■ **Document excerpt**
%%

As you might remember, if you read one of the related posts like the one linked above, I was mostly using Windows throughout the years.

That makes me a noob in the Linux environment, no matter what distro I installed.

So, today, about two weeks later, a question came to my mind.

Linux kernel brand character, Tux

What kind of maintenance (and optimizations) are necessary for Linux? Both from the OS and apps point of view, but also from the hardware point of view. Because a piece of hardware, if it's used improperly, even if it doesn't break, it wears down much quicker, and so you reduce its duration of life.

For example, I learned today that the Solid State Drives need special care, particularly on writing operations. Too many or too often writing and they apparently wear off quicker than the older drives with rotating disks. This was a problem mostly with older generations of SSDs, but newer generations have this problem to a smaller degree too.

In Windows, regular users would use CCleaner (or something similar) and they would be spared of knowing the details.

There may be something similar for Linux too. But that's not what I found first and I'm glad I didn't.

I found this guide and their first tip is to not use such applications on Linux because they are "risky and may damage your system beyond repair".

I also made some optimizations to speed up the laptop, although it's fast enough. But there's always better, especially while or after I run docker with the video encoder for the SPK Network. But that's understandable, at the amount of RAM it uses (and CPU, when encoding).

Now that I use Firefox on Linux, I remembered how deeply customizable it is. I don't know if the other browsers offer the same options for deep customization, but on Firefox you can change pretty much all settings by using the about:config page. One of them I turned off today was telemetry, one other way Firefox communicated usage statistics to their servers, even if you had the 'Firefox Data Collection and Use' options turned off in Settings.

If you use Linux, what do you do to maintain it?

%%

■ **What is required**
According to the post on Linux maintenance, what was the first tip in the guide that was found?

Bounding box annotation entries:
%%

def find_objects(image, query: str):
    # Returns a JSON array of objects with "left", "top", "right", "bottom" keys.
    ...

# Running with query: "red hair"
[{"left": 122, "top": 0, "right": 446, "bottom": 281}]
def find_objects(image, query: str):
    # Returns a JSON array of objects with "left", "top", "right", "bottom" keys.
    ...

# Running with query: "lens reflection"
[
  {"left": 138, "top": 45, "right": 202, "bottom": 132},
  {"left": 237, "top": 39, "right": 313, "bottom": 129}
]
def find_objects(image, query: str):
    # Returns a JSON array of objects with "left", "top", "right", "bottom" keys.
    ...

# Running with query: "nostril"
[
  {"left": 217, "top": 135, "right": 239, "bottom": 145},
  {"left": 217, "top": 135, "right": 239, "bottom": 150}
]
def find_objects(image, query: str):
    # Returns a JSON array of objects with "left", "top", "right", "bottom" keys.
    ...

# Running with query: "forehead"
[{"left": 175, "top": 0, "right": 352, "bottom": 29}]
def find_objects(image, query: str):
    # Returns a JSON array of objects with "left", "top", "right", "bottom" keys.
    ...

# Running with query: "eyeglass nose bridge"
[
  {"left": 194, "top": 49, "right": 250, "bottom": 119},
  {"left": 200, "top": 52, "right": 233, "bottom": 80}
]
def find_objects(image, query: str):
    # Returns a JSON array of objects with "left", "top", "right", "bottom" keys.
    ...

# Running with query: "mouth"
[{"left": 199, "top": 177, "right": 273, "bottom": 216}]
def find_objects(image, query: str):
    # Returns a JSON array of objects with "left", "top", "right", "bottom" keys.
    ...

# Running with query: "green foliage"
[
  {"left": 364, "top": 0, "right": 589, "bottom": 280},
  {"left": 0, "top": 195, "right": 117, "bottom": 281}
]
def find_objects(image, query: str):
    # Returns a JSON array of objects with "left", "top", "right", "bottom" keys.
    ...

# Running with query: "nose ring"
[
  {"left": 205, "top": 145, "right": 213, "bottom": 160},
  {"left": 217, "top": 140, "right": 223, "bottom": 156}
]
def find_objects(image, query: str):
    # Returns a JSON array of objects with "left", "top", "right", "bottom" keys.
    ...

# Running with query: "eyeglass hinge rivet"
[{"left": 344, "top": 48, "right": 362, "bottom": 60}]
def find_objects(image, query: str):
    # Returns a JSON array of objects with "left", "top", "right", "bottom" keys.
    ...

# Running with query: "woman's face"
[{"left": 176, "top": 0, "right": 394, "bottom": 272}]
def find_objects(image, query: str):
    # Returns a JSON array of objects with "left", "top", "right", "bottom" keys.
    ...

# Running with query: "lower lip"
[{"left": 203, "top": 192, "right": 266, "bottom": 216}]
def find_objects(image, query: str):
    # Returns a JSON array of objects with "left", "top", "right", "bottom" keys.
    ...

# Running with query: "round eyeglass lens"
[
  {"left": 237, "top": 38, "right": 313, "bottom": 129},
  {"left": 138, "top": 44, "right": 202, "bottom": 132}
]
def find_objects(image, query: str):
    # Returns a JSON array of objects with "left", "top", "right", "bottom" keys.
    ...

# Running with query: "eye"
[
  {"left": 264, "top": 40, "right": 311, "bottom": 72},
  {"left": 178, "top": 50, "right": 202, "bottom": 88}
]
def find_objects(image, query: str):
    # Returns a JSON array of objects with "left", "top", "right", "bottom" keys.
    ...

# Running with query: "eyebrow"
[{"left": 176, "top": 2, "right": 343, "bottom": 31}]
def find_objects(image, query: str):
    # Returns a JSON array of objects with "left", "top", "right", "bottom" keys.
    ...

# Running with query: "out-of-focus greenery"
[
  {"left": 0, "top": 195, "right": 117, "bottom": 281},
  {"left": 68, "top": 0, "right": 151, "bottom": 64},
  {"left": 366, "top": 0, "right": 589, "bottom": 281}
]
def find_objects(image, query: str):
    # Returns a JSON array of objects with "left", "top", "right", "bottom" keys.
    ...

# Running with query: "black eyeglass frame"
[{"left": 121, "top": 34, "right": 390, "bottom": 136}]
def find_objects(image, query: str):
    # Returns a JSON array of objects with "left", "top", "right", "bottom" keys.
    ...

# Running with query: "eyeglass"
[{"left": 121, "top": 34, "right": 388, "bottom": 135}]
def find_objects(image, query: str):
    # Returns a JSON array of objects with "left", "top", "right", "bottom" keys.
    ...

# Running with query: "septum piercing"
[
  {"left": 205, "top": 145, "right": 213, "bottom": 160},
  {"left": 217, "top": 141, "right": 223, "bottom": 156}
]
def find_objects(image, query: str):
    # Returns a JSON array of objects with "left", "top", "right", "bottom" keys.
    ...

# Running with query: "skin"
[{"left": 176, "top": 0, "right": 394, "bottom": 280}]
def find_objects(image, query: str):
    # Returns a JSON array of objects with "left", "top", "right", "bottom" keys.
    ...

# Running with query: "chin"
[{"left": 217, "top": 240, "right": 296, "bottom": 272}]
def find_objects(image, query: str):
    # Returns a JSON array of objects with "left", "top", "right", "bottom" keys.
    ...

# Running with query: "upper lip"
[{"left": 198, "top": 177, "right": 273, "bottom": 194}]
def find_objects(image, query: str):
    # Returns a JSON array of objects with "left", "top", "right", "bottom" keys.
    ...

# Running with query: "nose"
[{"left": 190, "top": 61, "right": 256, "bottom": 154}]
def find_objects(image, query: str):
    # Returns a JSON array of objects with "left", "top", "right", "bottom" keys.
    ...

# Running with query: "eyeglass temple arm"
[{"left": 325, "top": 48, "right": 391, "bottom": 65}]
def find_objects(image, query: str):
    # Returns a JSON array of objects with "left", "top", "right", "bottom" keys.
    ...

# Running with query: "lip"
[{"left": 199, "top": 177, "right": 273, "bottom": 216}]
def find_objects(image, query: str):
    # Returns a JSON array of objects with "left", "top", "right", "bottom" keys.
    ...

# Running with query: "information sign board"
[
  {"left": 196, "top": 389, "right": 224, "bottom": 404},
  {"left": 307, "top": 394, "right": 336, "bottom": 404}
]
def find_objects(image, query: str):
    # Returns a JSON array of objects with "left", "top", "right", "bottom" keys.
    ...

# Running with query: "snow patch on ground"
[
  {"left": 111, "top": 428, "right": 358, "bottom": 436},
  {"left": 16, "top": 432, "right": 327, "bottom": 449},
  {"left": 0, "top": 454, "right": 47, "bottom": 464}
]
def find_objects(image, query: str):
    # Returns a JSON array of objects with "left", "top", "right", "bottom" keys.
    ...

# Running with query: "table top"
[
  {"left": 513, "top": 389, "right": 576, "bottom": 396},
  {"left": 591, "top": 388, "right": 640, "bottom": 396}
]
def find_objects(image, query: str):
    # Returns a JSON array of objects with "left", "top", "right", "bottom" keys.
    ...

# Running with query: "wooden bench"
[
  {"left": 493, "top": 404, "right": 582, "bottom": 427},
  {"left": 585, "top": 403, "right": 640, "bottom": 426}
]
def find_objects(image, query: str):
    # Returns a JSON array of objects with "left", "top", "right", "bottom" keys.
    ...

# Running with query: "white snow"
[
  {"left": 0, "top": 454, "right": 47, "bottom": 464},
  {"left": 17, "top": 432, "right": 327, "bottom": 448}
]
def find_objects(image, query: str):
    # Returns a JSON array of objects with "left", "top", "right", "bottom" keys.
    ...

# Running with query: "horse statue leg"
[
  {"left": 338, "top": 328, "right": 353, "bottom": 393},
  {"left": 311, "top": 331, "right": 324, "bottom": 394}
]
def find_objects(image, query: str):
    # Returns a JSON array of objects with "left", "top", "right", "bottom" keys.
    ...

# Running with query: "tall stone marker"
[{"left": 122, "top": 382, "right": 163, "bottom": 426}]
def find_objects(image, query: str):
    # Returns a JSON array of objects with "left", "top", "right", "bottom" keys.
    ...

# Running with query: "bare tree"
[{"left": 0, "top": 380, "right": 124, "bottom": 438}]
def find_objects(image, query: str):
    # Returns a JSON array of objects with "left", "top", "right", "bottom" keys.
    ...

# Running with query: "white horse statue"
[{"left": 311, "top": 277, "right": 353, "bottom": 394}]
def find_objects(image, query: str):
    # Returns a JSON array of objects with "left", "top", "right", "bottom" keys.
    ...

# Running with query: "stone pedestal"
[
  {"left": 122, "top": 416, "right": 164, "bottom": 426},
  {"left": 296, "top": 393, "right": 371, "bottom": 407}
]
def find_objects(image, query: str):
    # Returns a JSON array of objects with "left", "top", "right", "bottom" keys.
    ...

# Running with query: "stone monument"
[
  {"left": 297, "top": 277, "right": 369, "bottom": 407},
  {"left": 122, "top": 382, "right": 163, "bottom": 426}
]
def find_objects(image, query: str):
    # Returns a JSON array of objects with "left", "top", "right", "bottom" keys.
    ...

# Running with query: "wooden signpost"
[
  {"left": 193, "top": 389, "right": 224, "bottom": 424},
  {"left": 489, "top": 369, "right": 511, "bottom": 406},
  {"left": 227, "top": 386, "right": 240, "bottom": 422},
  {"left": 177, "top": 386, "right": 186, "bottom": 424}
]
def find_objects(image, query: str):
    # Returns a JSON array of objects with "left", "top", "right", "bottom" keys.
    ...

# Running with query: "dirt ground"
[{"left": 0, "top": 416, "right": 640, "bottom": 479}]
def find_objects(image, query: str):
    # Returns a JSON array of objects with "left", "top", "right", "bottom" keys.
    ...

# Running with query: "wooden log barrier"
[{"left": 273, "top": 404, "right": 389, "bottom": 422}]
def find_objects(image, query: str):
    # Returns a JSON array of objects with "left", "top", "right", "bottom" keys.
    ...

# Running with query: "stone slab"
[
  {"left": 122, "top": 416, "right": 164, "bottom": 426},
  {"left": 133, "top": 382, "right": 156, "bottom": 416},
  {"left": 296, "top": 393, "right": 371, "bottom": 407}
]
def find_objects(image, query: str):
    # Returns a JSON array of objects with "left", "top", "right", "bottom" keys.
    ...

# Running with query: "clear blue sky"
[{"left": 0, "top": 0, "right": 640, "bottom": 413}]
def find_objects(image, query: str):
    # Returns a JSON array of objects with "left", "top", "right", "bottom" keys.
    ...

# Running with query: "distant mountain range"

%%

■ **Exercise result**
Not to use cleaning applications like CCleaner on Linux, because they are "risky and may damage your system beyond repair."